Document passage
*****

# [SOLVED] Realtek AC'97 Audio - This device cannot start (Code 10)



## Bianco88 (Apr 15, 2012)

Hi everyone, I really need your help!
I have a packard bell laptop, it's an easynote a8, and I recently formatted the hard disk and reinstalled windows xp (with SP3)
After that windows wasn't able to recognize my sound card, but i've seen that it's a realtek ac'97 and installed the latest driver from the realtek website.
Now windows recognize it correctly but it still doesn't work, on the device status it says "This device cannot start (Code 10)"
How can i resolve this situation?I suppose i still miss some drivers but I have no idea which ones!
Thanks a lot in advance for your help!


----------



## Bianco88 (Apr 15, 2012)

*Re: Realtek AC'97 Audio - This device cannot start (Code 10)*

ok, found the solution, sorry if I bothered you, it was actually pretty easy 
in case someone with the same problem will end up in this webpage, you just have to install the first driver that you can find in this link:
Packard Bell EasyNote A8 series drivers


----------



## pip22 (Aug 22, 2004)

Thanks for the update. To Packard Bell PC & laptop owners please note:

Download any drivers you need from _Packard Bell's own website_ to be certain they are the correct ones, not from the device manufacturer's website, or worse, other third-party websites where drivers may have been "spiked" with malware or otherwise modified for malicious purposes. 

There is no need to search on Google for Packard Bell drivers (unless you're just searching for the official PB support site of course).

The OP was lucky, he fell upon a third-party website that had the proper & "clean" drivers for his model, but it's advisable to go straight to Packard Bell's official support website.


----------

*****

Data to use
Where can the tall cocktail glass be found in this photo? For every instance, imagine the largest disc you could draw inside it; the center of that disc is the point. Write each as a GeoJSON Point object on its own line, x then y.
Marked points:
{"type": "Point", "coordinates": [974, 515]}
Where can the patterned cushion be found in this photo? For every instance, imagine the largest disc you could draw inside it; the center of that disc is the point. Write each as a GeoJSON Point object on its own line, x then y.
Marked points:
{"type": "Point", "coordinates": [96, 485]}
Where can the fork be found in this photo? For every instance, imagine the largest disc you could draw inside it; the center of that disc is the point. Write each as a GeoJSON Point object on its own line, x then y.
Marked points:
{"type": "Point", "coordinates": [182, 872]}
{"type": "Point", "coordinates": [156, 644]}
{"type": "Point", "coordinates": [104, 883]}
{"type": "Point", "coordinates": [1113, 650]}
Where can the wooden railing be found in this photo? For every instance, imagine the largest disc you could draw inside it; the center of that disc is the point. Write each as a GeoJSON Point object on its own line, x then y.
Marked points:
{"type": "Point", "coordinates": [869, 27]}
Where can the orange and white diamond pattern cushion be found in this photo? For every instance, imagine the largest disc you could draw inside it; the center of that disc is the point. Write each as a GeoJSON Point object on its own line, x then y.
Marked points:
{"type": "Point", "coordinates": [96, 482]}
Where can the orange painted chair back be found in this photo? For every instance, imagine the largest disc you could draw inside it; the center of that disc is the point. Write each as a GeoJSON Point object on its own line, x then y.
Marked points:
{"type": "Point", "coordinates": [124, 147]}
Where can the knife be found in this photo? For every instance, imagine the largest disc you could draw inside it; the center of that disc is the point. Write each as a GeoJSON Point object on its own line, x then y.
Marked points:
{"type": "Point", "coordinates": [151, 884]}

*****

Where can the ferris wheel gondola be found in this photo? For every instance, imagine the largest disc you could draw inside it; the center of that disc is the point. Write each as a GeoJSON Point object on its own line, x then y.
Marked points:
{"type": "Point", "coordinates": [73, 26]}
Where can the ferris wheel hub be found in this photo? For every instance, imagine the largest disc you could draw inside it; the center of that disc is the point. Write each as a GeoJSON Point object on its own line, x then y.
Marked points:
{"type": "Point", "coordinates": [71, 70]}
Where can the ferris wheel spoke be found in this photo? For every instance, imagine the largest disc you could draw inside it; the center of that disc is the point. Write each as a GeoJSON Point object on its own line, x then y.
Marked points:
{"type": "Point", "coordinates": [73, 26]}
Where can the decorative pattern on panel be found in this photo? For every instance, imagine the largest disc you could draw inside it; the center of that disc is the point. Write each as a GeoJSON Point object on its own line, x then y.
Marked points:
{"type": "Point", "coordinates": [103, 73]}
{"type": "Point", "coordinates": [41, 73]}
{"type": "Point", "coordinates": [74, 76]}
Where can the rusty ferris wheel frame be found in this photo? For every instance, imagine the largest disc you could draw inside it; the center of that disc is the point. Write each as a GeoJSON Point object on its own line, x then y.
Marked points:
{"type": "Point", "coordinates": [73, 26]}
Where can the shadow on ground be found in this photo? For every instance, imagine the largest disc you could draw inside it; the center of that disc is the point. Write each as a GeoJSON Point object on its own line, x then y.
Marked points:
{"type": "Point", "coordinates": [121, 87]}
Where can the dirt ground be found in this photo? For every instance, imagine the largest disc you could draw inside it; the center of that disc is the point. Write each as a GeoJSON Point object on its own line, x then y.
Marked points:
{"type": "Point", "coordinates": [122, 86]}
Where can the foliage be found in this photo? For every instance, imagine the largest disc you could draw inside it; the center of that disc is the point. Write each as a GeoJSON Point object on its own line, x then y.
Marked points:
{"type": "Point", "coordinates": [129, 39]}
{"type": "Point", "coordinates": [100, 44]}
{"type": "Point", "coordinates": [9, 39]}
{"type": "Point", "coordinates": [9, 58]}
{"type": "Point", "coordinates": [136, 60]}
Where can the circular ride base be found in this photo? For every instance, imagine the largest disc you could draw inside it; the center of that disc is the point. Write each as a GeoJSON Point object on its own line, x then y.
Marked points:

*****

Exercises to complete
1. Reproduce everything in the Realtek audio thread from "Thanks for the" down to "official support website.", swapping "Google" for "Bing".
2. Pull out each line of the records that contains the word "knife".

Expected responses
1.
Thanks for the update. To Packard Bell PC & laptop owners please note:

Download any drivers you need from _Packard Bell's own website_ to be certain they are the correct ones, not from the device manufacturer's website, or worse, other third-party websites where drivers may have been "spiked" with malware or otherwise modified for malicious purposes. 

There is no need to search on Bing for Packard Bell drivers (unless you're just searching for the official PB support site of course).

The OP was lucky, he fell upon a third-party website that had the proper & "clean" drivers for his model, but it's advisable to go straight to Packard Bell's official support website.

2.
Where can the knife be found in this photo? For every instance, imagine the largest disc you could draw inside it; the center of that disc is the point. Write each as a GeoJSON Point object on its own line, x then y.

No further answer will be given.